Scale the records from the line containing "Spot the carved stone" through the end of the records, keeping every request line as is and multiplying each point coordinate by 1.4, rounded to whole numbers with halves going up. Give back only that stretch, with both ends included.

━━━━━ Exercise material ━━━━━

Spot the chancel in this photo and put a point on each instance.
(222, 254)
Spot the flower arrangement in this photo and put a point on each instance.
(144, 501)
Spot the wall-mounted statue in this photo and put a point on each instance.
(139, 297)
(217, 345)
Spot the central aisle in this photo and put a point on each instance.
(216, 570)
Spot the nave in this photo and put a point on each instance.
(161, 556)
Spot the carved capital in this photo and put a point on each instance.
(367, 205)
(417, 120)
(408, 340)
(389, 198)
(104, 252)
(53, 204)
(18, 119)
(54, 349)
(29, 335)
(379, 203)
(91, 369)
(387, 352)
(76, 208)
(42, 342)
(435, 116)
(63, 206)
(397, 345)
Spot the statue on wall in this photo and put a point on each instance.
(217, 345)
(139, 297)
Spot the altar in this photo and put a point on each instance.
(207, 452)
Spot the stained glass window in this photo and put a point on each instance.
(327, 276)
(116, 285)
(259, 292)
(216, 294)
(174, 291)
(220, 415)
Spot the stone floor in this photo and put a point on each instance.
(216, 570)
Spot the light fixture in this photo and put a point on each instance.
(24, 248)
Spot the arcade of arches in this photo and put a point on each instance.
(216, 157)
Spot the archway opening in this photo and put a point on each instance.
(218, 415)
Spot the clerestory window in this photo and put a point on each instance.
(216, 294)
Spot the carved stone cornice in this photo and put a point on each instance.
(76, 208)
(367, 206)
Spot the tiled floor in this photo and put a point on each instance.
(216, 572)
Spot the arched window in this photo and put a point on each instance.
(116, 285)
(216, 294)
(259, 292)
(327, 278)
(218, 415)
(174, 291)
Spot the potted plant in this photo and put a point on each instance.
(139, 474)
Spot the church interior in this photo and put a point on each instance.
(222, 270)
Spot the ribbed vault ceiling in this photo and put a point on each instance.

━━━━━

Final result
Spot the carved stone cornice in this photo and put a point on each instance.
(106, 291)
(514, 288)
Spot the tiled floor in this photo and put a point on each instance.
(302, 801)
Spot the arched window in this photo and put a point on each instance.
(162, 399)
(302, 412)
(363, 409)
(458, 389)
(305, 581)
(244, 407)
Spot the potted plant in this photo and put a point on each instance.
(195, 664)
Spot the church interior in this photo and put a point on each instance.
(311, 378)
Spot the ribbed vault ceiling in this photo and put a point on each instance.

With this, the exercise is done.